### Work to be completed
Rewrite the lines from the one containing "Verification task: does this scene contain any power" through the last line, both ends included, requests and all. Multiply every box coordinate in the answers by 0.7 and round each result to a whole number, rounding halves up.

╭─ Record extracts

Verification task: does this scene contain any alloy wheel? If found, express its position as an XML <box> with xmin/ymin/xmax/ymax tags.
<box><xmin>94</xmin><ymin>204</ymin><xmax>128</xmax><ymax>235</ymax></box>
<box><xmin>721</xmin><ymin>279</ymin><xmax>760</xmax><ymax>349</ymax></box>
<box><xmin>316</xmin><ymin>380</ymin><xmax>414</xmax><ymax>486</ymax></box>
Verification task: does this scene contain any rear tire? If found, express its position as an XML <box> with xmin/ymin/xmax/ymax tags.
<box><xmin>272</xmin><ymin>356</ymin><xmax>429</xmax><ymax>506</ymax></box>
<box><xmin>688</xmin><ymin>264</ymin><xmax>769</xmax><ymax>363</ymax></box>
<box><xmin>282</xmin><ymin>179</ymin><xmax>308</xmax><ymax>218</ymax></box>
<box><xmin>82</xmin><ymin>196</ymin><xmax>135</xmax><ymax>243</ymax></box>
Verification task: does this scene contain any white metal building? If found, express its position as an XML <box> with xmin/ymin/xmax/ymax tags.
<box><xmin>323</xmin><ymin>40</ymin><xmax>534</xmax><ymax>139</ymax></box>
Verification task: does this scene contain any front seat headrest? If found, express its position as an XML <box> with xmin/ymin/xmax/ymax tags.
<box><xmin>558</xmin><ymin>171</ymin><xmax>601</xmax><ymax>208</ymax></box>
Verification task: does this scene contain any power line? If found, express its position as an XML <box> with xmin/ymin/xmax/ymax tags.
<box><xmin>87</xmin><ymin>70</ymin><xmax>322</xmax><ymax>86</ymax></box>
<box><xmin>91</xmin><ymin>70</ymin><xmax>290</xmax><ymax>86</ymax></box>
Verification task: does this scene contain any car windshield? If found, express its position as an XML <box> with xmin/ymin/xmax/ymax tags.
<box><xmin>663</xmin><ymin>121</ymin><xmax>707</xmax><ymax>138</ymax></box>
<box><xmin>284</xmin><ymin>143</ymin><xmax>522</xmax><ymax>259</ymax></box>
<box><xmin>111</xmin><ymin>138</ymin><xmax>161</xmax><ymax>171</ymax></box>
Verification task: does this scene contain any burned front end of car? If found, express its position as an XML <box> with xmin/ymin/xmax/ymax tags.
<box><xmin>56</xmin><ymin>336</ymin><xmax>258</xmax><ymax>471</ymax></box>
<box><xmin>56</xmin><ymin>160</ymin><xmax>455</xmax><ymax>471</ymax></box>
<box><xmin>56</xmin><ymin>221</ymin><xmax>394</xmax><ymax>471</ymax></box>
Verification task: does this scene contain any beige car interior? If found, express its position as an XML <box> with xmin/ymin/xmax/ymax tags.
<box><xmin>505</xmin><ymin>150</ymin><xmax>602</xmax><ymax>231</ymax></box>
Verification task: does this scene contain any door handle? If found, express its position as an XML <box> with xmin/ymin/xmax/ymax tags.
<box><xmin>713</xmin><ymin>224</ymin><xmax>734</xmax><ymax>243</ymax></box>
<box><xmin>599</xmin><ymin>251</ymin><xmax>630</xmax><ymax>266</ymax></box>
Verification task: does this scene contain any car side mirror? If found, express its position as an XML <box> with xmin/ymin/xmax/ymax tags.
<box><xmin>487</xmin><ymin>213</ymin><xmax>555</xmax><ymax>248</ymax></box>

╰─

### Task answer
Verification task: does this scene contain any power line? If found, express its position as an XML <box> with xmin/ymin/xmax/ymax tags.
<box><xmin>61</xmin><ymin>49</ymin><xmax>225</xmax><ymax>60</ymax></box>
<box><xmin>64</xmin><ymin>49</ymin><xmax>203</xmax><ymax>60</ymax></box>
Verification task: does this scene contain any car windshield? If found, express its position as an XML <box> with xmin/ymin/xmax/ymax tags.
<box><xmin>464</xmin><ymin>85</ymin><xmax>495</xmax><ymax>97</ymax></box>
<box><xmin>199</xmin><ymin>100</ymin><xmax>365</xmax><ymax>181</ymax></box>
<box><xmin>78</xmin><ymin>97</ymin><xmax>113</xmax><ymax>120</ymax></box>
Verification task: does this scene contain any burned front end of car? If found, express its position as an XML <box> with xmin/ymin/xmax/ymax tags.
<box><xmin>39</xmin><ymin>235</ymin><xmax>181</xmax><ymax>330</ymax></box>
<box><xmin>39</xmin><ymin>112</ymin><xmax>319</xmax><ymax>330</ymax></box>
<box><xmin>39</xmin><ymin>155</ymin><xmax>276</xmax><ymax>330</ymax></box>
Verification task: does this scene contain any beige car interior? If found, express its position as an XML <box> with xmin/ymin/xmax/ymax tags.
<box><xmin>354</xmin><ymin>105</ymin><xmax>421</xmax><ymax>162</ymax></box>
Verification task: does this scene contain any door handle? If found, express its position as an XML <box> with xmin/ymin/xmax/ymax tags.
<box><xmin>499</xmin><ymin>157</ymin><xmax>514</xmax><ymax>170</ymax></box>
<box><xmin>419</xmin><ymin>176</ymin><xmax>441</xmax><ymax>186</ymax></box>
Verification task: does this scene contain any car side mirror? If found, express its position as an XML <box> with xmin/ymin/xmax/ymax tags.
<box><xmin>341</xmin><ymin>149</ymin><xmax>389</xmax><ymax>174</ymax></box>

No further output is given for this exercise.